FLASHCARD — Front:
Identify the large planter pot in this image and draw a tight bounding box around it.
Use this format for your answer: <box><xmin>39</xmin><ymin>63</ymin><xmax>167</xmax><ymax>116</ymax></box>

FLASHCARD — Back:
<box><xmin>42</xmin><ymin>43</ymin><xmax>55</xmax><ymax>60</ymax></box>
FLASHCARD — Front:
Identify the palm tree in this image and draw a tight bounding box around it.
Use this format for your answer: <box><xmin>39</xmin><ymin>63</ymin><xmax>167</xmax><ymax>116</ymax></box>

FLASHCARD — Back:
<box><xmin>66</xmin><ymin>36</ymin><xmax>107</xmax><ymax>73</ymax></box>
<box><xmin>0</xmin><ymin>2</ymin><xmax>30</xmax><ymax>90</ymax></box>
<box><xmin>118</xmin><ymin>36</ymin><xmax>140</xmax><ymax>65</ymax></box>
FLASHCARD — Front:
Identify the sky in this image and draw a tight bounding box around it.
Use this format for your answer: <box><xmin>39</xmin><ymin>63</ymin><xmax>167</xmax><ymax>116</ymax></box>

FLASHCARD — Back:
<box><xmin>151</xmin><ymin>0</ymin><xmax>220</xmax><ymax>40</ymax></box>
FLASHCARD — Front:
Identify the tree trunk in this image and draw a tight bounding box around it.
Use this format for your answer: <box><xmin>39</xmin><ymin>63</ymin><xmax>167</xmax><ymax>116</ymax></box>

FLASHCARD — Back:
----
Brief: All of the entries must be given again, word for word.

Answer to this problem:
FLASHCARD — Front:
Identify the large planter pot in this image and draw a tight bounding box around it.
Use this format for your answer: <box><xmin>39</xmin><ymin>63</ymin><xmax>167</xmax><ymax>116</ymax></box>

FLASHCARD — Back:
<box><xmin>42</xmin><ymin>43</ymin><xmax>55</xmax><ymax>60</ymax></box>
FLASHCARD — Front:
Identify the palm tree in this image and draw a tight bounding box around it.
Use this format for your answer: <box><xmin>39</xmin><ymin>63</ymin><xmax>167</xmax><ymax>116</ymax></box>

FLASHCARD — Back:
<box><xmin>66</xmin><ymin>36</ymin><xmax>107</xmax><ymax>73</ymax></box>
<box><xmin>0</xmin><ymin>2</ymin><xmax>30</xmax><ymax>90</ymax></box>
<box><xmin>118</xmin><ymin>36</ymin><xmax>140</xmax><ymax>65</ymax></box>
FLASHCARD — Front:
Identify the sky in this image and draw a tight bounding box around it.
Use this format for your answer: <box><xmin>39</xmin><ymin>63</ymin><xmax>167</xmax><ymax>116</ymax></box>

FLASHCARD — Back:
<box><xmin>151</xmin><ymin>0</ymin><xmax>220</xmax><ymax>40</ymax></box>
FLASHCARD — Front:
Identify the tree trunk in this image and draw a tight bounding box around it.
Use this format for your answer: <box><xmin>39</xmin><ymin>63</ymin><xmax>167</xmax><ymax>116</ymax></box>

FLASHCARD — Back:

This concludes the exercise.